◆ Your objective ◆
Print the records below line for line, with no changes.

(Excerpts from location labeling data)
— Start —

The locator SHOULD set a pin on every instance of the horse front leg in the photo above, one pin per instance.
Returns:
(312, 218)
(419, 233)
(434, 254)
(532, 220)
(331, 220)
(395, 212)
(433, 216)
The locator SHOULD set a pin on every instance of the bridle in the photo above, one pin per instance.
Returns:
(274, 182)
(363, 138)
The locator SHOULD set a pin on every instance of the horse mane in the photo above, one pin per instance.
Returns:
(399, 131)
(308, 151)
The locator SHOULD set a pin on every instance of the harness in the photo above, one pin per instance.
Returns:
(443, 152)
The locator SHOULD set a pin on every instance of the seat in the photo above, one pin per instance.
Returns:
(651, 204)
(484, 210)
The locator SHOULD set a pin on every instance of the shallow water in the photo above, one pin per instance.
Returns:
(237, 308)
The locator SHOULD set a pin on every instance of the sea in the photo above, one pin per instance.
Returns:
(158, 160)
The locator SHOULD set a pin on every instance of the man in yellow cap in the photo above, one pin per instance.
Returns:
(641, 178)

— End —

◆ Completed exercise ◆
The locator SHOULD set a pin on every instance of the horse front leg in the photo above, one pin per instance.
Returns:
(312, 218)
(419, 233)
(434, 254)
(532, 220)
(331, 220)
(395, 212)
(433, 216)
The locator SHOULD set a pin on every instance of the bridle in the photo above, one pin per instance.
Returns:
(274, 182)
(363, 138)
The locator SHOULD set a pin on every instance of the horse mane in the photo above, one pin per instance.
Returns:
(399, 131)
(308, 151)
The locator SHOULD set a pin on every instance of the harness in the photo above, one pin per instance.
Returns:
(443, 152)
The locator SHOULD set a pin on every instance of the seat in the photo above, one pin per instance.
Returns:
(651, 204)
(484, 210)
The locator SHOULD set a pin on every instance of the shallow water in the photo above, one pin per instance.
Returns:
(237, 308)
The locator SHOULD set a pin on every instance of the sea in the photo above, one pin per instance.
Returns:
(158, 160)
The locator SHOULD set a pin on every instance of the man in yellow cap in the photo above, one pin per instance.
Returns:
(641, 178)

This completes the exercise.